-- ACTIVITY --
From the court opinion, extract word for word the passage that opens with the words containing "United States District" and closes with "pursuant to Fed.R.Civ.P.".

-- TEXT SEGMENT --
United States District Court, D. Columbia
August 30, 2005.
KURTIS E. ARMANN, Plaintiff,
DEPARTMENT OF THE ARMY, et al., Defendants.
The opinion of the court was delivered by: REGGIE B. WALTON, District Judge
Plaintiff is a military prisoner serving a 35-year sentence
imposed by general courtmartial following a plea of guilty to
attempted premeditated murder and several other charges and
specifications. In this action brought under Bivens v. Six
Unknown Named Agents of Federal Bureau of Narcotics,
403 U.S. 388 (1971), plaintiff accuses the Department of the Army and
individual officials of endangering his physical and mental
health by injecting experimental drugs into his body. Defendant
moves to dismiss the complaint pursuant to Fed.R.Civ.P.

[Image-grounded pointing data]
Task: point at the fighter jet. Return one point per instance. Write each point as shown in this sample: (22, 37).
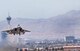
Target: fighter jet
(18, 30)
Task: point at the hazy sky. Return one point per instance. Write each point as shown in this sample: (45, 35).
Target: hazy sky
(36, 8)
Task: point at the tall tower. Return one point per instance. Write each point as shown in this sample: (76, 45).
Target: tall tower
(8, 19)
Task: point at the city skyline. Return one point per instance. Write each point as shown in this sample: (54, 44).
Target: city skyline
(36, 9)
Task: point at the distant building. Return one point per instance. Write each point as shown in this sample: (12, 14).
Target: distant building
(70, 39)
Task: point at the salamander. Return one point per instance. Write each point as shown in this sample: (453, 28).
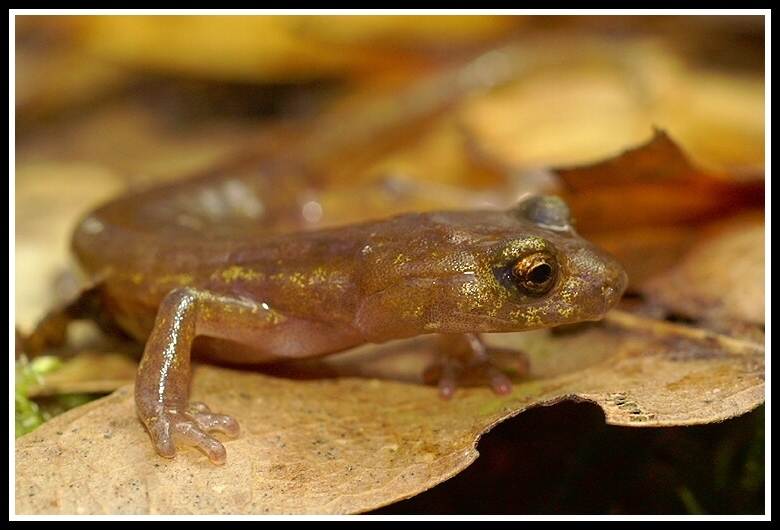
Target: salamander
(195, 259)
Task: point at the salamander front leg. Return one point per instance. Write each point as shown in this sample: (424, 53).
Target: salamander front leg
(161, 388)
(465, 359)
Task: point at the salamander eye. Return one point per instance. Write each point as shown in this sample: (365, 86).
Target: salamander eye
(534, 274)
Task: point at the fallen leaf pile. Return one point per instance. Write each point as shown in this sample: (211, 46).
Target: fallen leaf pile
(622, 131)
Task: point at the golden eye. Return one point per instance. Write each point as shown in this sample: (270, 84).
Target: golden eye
(534, 274)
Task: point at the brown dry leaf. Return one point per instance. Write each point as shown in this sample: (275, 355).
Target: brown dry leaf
(326, 444)
(349, 445)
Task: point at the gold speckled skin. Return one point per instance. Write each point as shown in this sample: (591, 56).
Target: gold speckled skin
(170, 267)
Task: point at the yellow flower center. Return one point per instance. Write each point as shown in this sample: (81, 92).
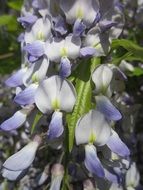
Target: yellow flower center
(56, 104)
(79, 13)
(40, 36)
(64, 51)
(92, 137)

-- SOLUTION --
United States District Court, D. Columbia
August 30, 2005.
KURTIS E. ARMANN, Plaintiff,
DEPARTMENT OF THE ARMY, et al., Defendants.
The opinion of the court was delivered by: REGGIE B. WALTON, District Judge
Plaintiff is a military prisoner serving a 35-year sentence
imposed by general courtmartial following a plea of guilty to
attempted premeditated murder and several other charges and
specifications. In this action brought under Bivens v. Six
Unknown Named Agents of Federal Bureau of Narcotics,
403 U.S. 388 (1971), plaintiff accuses the Department of the Army and
individual officials of endangering his physical and mental
health by injecting experimental drugs into his body. Defendant
moves to dismiss the complaint pursuant to Fed.R.Civ.P.